(RECORDS TO USE)
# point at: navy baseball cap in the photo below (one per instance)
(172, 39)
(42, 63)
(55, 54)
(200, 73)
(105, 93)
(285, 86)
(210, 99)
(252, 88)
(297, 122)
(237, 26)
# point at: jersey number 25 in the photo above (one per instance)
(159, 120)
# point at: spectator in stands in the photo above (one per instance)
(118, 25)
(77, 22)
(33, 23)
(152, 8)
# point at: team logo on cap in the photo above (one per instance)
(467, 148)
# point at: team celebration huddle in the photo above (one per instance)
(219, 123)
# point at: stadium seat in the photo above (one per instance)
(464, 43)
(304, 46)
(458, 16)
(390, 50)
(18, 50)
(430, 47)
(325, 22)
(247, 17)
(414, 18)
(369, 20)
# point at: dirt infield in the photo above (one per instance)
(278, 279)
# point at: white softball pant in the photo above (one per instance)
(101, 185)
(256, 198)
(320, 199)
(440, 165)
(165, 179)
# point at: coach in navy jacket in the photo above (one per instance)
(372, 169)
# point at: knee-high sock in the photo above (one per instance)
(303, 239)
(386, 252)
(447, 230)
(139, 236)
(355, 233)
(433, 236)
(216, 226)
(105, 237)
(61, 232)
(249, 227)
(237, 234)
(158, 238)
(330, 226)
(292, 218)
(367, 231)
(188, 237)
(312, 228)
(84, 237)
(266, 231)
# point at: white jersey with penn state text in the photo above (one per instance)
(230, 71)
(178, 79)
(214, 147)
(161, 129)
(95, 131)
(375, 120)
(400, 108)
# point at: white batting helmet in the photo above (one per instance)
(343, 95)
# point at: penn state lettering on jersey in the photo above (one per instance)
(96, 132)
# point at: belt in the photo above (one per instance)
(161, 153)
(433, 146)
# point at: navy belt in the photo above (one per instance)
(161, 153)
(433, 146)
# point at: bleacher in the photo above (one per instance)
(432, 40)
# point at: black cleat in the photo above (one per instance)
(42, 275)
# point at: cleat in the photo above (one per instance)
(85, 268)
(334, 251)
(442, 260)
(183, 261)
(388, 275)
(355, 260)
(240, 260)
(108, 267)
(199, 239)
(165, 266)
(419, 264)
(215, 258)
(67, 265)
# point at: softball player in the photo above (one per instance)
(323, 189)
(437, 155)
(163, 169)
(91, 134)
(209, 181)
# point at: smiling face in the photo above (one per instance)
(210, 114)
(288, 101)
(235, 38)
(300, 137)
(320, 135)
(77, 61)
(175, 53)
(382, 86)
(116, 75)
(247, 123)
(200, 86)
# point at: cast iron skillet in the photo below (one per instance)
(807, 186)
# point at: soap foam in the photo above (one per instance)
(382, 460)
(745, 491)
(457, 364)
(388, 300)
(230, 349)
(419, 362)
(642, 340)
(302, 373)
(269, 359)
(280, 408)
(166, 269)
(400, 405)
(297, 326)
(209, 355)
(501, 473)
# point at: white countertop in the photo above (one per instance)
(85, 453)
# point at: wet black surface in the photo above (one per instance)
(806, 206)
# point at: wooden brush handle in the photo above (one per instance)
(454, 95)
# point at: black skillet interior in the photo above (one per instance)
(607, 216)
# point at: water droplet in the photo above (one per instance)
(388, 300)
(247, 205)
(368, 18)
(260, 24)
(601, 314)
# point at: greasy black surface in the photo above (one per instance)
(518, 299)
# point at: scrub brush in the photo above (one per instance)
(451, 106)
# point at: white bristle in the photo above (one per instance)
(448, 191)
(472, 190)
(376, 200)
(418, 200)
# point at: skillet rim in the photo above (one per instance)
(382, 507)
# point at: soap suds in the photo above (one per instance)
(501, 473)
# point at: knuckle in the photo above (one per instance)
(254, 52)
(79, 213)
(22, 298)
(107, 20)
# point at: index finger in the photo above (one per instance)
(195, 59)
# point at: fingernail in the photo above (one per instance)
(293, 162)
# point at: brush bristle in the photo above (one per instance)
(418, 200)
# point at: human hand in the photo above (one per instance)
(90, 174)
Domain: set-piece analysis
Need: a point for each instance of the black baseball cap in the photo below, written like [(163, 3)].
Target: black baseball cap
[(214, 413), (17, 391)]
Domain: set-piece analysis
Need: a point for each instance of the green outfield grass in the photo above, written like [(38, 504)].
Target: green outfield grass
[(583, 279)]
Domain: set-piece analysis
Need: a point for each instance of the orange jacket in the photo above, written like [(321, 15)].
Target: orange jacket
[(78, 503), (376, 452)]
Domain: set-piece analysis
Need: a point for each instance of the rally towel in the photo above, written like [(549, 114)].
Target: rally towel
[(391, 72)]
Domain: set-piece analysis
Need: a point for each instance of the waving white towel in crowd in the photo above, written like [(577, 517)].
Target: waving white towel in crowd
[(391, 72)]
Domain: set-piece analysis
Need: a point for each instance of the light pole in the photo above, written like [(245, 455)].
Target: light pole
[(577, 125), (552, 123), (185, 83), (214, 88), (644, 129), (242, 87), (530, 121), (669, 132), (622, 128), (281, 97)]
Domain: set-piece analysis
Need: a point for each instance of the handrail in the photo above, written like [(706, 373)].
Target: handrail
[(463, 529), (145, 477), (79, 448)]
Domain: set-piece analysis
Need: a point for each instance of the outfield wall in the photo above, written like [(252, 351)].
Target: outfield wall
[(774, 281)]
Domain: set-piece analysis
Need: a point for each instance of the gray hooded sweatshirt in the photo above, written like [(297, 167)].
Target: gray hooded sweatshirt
(End RECORDS TO USE)
ABOUT THIS TASK => Copy out each record from above, exactly.

RESPONSE BELOW =>
# point at: navy baseball cap in the photo below (one per instance)
(172, 39)
(42, 63)
(55, 54)
(200, 73)
(105, 93)
(285, 86)
(210, 99)
(252, 88)
(297, 122)
(237, 26)
# point at: jersey number 25 in the photo above (one per instance)
(159, 120)
# point at: spectator in stands in the photo above (one per instance)
(118, 25)
(77, 22)
(33, 23)
(152, 8)
# point at: team logo on cap in the photo above (one per instance)
(467, 148)
# point at: team celebration huddle in the photo above (one per instance)
(219, 123)
# point at: stadium seat in the photo above (one per instance)
(464, 43)
(304, 46)
(458, 16)
(390, 50)
(18, 50)
(430, 47)
(325, 22)
(247, 17)
(414, 18)
(369, 20)
# point at: dirt infield in the photo above (one per instance)
(278, 279)
# point at: white softball pant in the photo above (one per instance)
(101, 185)
(256, 198)
(320, 199)
(440, 165)
(165, 179)
# point at: coach in navy jacket in the photo above (one per instance)
(372, 169)
# point at: knee-high sock in the photo above (one per instance)
(303, 239)
(386, 252)
(447, 230)
(139, 236)
(355, 233)
(433, 236)
(216, 226)
(105, 237)
(61, 232)
(249, 227)
(237, 234)
(158, 238)
(330, 226)
(292, 218)
(367, 231)
(188, 237)
(312, 228)
(84, 237)
(266, 231)
# point at: white jersey with penn state text in the photo above (one per instance)
(230, 71)
(178, 79)
(214, 147)
(161, 129)
(95, 131)
(375, 120)
(400, 108)
# point at: white batting helmet in the photo above (one per instance)
(343, 95)
# point at: penn state lettering on jersey in the photo above (one per instance)
(96, 132)
# point at: belt in the photo above (one per instance)
(161, 153)
(433, 146)
# point at: navy belt in the photo above (one per instance)
(161, 153)
(433, 146)
# point at: bleacher in the photo above (one per instance)
(432, 40)
# point at: black cleat in the photo above (one per instance)
(42, 275)
# point at: cleat in the photo above (one per instance)
(85, 268)
(334, 251)
(442, 260)
(183, 261)
(388, 275)
(355, 260)
(240, 260)
(108, 267)
(199, 239)
(165, 266)
(419, 264)
(215, 258)
(67, 265)
# point at: softball player in the photo above (one per instance)
(323, 189)
(437, 155)
(163, 169)
(91, 134)
(209, 181)
# point at: smiling face in the photo above (one per instance)
(210, 114)
(288, 101)
(235, 38)
(300, 137)
(320, 135)
(77, 61)
(175, 53)
(382, 86)
(116, 75)
(247, 123)
(200, 86)
# point at: cast iron skillet in the photo below (one per instance)
(807, 186)
# point at: soap foam in the photo above (one per instance)
(382, 460)
(745, 491)
(457, 364)
(388, 300)
(230, 349)
(419, 362)
(642, 340)
(302, 373)
(269, 359)
(280, 408)
(166, 269)
(400, 405)
(297, 326)
(209, 355)
(501, 473)
# point at: white countertop in the photo above (one per instance)
(85, 453)
# point at: wet black surface in the photo above (one per instance)
(806, 206)
# point at: wooden brush handle in the photo above (one per instance)
(454, 95)
# point at: black skillet interior in the photo above (one per instance)
(607, 216)
# point at: water droplet in the photo above (one per instance)
(388, 300)
(247, 205)
(368, 18)
(260, 24)
(601, 314)
# point at: greasy black surface in the photo above (one per instance)
(518, 299)
# point at: scrub brush in the photo above (one per instance)
(451, 106)
# point at: white bristle in the photo above (one per instance)
(448, 191)
(472, 190)
(376, 200)
(418, 200)
# point at: skillet rim in the photo above (one per instance)
(382, 507)
# point at: soap suds in the photo above (one per instance)
(501, 473)
# point at: knuckle in the photo above (one per instance)
(254, 52)
(79, 213)
(22, 298)
(107, 20)
# point at: index finger in the photo above (one per instance)
(195, 59)
# point at: fingernail in the photo above (one per instance)
(293, 162)
# point at: brush bristle in the photo above (one per instance)
(418, 200)
# point at: human hand in the photo above (one per instance)
(90, 174)
Domain: set-piece analysis
Need: a point for each instance of the black baseball cap in the photo below, written like [(163, 3)].
Target: black baseball cap
[(214, 413), (17, 391)]
Domain: set-piece analysis
Need: a point for each instance of the green outfield grass in the photo above, written like [(38, 504)].
Target: green outfield grass
[(583, 279)]
Domain: set-piece analysis
Need: a point for each instance of the orange jacket in the photo above, written like [(321, 15)].
Target: orange jacket
[(78, 503), (376, 452)]
Domain: set-piece analysis
Need: a point for each instance of the rally towel in the photo above, written like [(549, 114)].
Target: rally towel
[(391, 72)]
Domain: set-piece analysis
Need: a point for each instance of the waving white towel in crowd in the photo above, written like [(577, 517)].
Target: waving white towel in crowd
[(391, 72)]
Domain: set-piece analysis
Need: a point for each instance of the light pole in the photo above, written like [(245, 455)].
Target: light pole
[(577, 125), (552, 123), (185, 83), (214, 88), (644, 129), (242, 87), (530, 121), (669, 132), (622, 128), (281, 97)]
Domain: set-piece analysis
Need: a point for each instance of the handrail in the photo above, written like [(706, 373)].
Target: handrail
[(463, 529), (145, 477), (79, 448)]
Domain: set-piece analysis
Need: a point for each instance of the outfield wall in the photo above, written like [(252, 351)].
Target: outfield wall
[(774, 281)]
Domain: set-piece analysis
Need: a point for each instance of the gray hooded sweatshirt in the photo above, written like [(297, 167)].
Target: gray hooded sweatshirt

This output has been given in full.